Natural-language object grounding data

════

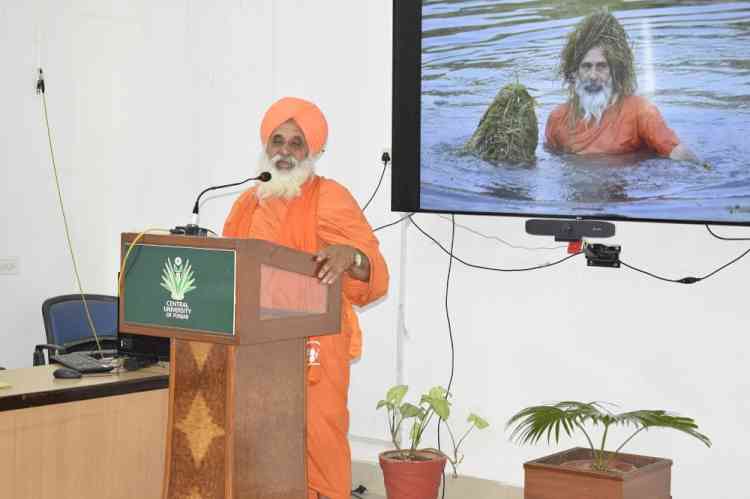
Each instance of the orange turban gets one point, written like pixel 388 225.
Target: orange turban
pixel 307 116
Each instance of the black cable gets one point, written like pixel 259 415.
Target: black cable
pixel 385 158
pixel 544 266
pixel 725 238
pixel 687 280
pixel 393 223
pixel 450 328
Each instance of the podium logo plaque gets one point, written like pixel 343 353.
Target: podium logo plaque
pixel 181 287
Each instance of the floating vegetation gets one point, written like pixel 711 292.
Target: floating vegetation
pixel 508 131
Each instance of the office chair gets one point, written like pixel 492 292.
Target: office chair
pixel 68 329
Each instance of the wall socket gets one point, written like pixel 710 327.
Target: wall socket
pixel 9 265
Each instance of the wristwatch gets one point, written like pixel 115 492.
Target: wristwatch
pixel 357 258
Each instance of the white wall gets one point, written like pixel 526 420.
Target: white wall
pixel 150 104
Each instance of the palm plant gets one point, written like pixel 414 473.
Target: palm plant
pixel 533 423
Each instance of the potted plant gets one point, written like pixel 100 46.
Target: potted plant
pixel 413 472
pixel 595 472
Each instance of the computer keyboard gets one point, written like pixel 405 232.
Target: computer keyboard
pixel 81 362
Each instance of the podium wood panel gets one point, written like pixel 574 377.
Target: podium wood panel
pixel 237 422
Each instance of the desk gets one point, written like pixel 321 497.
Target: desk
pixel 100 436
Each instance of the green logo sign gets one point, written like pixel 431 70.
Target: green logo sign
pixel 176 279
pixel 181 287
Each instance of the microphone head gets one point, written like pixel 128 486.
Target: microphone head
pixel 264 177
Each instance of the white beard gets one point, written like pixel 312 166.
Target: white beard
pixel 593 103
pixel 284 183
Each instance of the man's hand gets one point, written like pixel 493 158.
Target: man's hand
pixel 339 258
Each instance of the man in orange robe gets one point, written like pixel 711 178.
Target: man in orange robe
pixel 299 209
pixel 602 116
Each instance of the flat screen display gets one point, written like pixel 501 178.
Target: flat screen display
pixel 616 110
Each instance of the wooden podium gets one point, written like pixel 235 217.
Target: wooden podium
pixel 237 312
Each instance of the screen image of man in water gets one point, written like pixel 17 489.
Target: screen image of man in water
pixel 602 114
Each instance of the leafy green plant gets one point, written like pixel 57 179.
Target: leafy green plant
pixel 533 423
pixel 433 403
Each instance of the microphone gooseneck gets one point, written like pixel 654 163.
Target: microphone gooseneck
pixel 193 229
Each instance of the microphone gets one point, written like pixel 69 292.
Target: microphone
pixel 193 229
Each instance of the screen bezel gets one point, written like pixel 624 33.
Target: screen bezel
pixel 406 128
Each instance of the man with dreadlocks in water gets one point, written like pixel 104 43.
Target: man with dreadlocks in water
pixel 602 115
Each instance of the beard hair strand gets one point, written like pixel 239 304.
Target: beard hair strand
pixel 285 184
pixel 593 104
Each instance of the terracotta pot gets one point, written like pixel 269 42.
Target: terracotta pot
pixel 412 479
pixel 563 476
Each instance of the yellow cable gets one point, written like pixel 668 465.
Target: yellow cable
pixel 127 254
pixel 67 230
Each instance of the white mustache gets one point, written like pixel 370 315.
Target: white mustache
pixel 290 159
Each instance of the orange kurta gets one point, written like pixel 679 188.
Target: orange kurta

════

» What is required:
Print nothing but the lines from the line with "Each instance of the yellow" to the last line of the records above. Both of those lines count.

» Response for this exercise:
Each instance of the yellow cable gets one point, written like pixel 668 465.
Target: yellow cable
pixel 127 254
pixel 67 230
Each instance of the white mustache gets one point, written like pixel 370 315.
Target: white mustache
pixel 290 159
Each instance of the orange kurta gets one point, written like pixel 679 188.
Target: orange kurta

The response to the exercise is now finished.